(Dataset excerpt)
********
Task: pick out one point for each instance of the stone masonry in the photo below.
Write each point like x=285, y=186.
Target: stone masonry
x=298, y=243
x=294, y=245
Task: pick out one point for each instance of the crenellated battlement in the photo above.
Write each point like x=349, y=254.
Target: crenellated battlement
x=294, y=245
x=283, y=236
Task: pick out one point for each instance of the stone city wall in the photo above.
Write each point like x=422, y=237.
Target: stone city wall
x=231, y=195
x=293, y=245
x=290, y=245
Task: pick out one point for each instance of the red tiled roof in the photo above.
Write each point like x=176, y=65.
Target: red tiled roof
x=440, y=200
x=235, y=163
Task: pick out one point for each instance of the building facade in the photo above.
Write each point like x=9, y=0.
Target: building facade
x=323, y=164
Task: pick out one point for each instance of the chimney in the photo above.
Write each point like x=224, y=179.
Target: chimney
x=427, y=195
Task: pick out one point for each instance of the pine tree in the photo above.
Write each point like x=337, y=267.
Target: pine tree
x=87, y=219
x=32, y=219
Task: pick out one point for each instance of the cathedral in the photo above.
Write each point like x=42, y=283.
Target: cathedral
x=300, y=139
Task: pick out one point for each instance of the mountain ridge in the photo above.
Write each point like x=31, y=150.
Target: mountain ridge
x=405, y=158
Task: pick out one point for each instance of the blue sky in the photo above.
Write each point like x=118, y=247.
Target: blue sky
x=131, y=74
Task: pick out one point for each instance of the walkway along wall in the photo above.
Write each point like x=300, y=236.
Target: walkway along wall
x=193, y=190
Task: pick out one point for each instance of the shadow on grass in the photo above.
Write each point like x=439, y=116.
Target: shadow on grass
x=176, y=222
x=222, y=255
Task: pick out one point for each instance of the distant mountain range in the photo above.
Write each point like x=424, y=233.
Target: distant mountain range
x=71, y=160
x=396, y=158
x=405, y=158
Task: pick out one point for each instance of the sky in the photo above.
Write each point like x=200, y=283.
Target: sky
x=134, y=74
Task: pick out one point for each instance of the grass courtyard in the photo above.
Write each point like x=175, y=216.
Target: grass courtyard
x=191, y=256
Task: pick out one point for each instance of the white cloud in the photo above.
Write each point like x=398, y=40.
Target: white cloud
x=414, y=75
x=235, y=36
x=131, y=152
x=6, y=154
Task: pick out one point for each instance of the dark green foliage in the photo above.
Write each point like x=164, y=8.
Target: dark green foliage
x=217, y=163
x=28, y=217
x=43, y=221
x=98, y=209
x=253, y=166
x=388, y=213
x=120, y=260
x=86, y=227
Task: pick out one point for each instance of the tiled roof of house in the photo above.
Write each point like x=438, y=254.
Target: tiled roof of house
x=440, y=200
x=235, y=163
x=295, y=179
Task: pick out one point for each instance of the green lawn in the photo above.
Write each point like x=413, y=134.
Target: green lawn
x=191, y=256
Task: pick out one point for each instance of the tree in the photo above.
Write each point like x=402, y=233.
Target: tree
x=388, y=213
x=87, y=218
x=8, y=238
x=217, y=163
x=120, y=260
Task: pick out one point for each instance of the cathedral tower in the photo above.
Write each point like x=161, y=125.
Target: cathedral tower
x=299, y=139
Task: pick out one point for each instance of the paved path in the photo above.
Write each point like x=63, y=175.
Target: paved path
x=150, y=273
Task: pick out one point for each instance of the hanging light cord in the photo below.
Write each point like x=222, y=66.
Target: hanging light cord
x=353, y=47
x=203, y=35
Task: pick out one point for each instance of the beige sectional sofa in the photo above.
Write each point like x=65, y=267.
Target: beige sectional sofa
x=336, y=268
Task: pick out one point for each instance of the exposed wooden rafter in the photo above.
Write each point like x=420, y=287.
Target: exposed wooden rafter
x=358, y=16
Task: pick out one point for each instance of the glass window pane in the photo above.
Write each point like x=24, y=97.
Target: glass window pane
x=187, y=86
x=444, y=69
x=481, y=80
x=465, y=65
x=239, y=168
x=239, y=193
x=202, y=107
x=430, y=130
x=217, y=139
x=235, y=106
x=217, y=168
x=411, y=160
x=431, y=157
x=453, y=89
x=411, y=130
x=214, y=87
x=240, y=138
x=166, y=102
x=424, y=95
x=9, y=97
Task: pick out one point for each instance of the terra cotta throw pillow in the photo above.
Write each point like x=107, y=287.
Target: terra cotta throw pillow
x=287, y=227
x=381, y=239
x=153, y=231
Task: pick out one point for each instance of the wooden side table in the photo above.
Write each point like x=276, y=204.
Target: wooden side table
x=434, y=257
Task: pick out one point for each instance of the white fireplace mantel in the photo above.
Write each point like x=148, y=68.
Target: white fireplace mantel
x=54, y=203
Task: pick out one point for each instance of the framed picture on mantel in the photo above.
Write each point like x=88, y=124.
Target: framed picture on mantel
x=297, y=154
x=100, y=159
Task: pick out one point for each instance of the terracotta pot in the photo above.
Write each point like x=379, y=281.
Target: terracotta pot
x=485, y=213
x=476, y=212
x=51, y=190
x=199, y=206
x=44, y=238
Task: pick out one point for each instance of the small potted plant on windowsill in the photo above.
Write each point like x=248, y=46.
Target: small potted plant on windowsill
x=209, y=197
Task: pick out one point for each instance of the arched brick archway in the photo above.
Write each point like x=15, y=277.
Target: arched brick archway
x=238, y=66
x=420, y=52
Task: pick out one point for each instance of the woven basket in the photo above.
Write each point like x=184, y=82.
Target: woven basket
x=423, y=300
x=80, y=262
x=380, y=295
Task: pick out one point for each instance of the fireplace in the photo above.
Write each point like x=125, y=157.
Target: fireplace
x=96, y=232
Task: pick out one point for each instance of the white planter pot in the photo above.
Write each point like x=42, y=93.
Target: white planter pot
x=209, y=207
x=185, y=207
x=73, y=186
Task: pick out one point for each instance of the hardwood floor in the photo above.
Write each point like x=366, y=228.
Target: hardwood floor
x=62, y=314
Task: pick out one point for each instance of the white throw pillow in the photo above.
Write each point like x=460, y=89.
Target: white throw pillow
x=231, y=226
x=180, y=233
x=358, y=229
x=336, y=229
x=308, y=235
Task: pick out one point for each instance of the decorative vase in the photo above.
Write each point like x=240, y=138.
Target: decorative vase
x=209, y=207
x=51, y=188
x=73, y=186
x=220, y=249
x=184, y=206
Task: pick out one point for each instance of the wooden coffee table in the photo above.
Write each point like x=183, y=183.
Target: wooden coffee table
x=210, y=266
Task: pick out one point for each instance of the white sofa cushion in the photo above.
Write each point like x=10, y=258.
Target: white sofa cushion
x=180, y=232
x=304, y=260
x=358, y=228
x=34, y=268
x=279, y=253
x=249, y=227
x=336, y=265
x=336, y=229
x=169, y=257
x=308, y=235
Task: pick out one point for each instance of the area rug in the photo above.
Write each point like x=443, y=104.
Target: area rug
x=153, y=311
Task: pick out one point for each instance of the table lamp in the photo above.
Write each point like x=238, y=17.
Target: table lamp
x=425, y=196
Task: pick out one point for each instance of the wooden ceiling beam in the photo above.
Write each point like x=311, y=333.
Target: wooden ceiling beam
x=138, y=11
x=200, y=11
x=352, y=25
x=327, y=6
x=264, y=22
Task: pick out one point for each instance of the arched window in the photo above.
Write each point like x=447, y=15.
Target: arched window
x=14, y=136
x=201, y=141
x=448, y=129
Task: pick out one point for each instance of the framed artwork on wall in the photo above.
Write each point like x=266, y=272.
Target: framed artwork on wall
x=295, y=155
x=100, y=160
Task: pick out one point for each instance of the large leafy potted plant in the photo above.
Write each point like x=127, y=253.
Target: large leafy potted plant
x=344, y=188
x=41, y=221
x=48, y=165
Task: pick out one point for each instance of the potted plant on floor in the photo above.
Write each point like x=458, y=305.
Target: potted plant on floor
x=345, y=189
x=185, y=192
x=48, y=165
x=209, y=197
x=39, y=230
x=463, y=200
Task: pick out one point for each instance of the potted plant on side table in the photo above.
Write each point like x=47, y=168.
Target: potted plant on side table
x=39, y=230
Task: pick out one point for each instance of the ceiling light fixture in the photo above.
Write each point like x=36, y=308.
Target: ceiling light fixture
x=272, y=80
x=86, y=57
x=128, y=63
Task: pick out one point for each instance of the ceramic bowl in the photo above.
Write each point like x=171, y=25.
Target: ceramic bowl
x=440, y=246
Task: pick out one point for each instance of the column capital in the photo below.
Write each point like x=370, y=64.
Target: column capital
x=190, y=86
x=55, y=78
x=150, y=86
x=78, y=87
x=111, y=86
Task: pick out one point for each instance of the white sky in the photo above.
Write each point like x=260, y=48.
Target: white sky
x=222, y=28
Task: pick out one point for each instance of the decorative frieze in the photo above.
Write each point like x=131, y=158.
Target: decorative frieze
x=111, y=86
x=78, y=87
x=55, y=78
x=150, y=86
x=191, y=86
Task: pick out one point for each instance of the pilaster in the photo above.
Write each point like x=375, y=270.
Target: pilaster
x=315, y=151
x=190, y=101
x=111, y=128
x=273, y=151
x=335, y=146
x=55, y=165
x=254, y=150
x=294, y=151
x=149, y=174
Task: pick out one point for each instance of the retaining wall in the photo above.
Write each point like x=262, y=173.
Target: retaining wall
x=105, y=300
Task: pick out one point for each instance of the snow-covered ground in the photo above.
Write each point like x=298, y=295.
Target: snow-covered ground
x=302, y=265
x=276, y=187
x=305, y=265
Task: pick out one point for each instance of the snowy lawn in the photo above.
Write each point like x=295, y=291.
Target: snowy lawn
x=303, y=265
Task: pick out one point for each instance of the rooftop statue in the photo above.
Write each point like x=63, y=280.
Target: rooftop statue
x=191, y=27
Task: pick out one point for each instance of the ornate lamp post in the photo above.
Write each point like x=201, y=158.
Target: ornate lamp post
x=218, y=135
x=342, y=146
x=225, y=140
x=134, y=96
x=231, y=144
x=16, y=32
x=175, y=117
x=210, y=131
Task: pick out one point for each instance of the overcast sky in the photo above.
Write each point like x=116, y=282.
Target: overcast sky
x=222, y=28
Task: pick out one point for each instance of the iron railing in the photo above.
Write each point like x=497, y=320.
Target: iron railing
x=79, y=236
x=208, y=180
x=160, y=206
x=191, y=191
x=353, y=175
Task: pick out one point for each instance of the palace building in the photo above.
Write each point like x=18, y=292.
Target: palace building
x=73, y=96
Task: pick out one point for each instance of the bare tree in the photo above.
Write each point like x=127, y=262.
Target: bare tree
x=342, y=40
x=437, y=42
********
▶ [WHAT IS EXPECTED]
Copy out, word for word, the lines from the one containing "on mantel in the photo above." through the one containing "x=44, y=238", both of those lines included.

▶ [ANSWER TO THIS EXERCISE]
Task: pick out one point for each instance of the framed picture on mantel in the photo above.
Write each point like x=88, y=124.
Target: framed picture on mantel
x=297, y=154
x=100, y=159
Task: pick out one point for each instance of the terracotta pot in the photo above.
Write each point like x=379, y=281.
Target: terracotta pot
x=485, y=213
x=476, y=212
x=51, y=190
x=199, y=206
x=44, y=238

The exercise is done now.